▶ **Records shown**

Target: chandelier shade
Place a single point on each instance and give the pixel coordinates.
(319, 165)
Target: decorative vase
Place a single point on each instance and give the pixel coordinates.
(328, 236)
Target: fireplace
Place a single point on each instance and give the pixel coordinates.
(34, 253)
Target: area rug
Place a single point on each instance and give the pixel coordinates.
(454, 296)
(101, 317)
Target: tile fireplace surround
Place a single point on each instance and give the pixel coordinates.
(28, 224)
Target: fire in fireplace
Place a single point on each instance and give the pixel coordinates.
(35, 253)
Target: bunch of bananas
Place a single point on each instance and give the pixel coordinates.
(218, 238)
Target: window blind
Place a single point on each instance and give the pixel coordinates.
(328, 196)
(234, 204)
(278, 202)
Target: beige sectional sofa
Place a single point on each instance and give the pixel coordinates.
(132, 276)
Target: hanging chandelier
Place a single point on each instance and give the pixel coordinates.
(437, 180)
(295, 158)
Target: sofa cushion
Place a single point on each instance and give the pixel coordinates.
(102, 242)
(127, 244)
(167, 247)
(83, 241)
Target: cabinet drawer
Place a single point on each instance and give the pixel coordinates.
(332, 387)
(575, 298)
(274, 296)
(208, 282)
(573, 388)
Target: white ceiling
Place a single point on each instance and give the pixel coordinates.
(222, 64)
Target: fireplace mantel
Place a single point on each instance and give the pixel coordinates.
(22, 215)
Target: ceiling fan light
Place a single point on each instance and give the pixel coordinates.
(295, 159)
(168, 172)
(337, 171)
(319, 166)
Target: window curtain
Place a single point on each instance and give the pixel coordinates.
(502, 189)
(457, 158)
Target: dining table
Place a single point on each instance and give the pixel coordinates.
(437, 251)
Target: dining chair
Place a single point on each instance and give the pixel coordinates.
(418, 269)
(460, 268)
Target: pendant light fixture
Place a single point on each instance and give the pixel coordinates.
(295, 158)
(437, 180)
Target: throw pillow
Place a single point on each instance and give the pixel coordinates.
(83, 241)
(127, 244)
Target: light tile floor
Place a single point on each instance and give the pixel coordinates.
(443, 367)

▶ **Exercise instructions**
Wherever the word "dining" occurs in the data above, copy the line it sits in.

▶ **Exercise response**
Target: dining table
Target: dining chair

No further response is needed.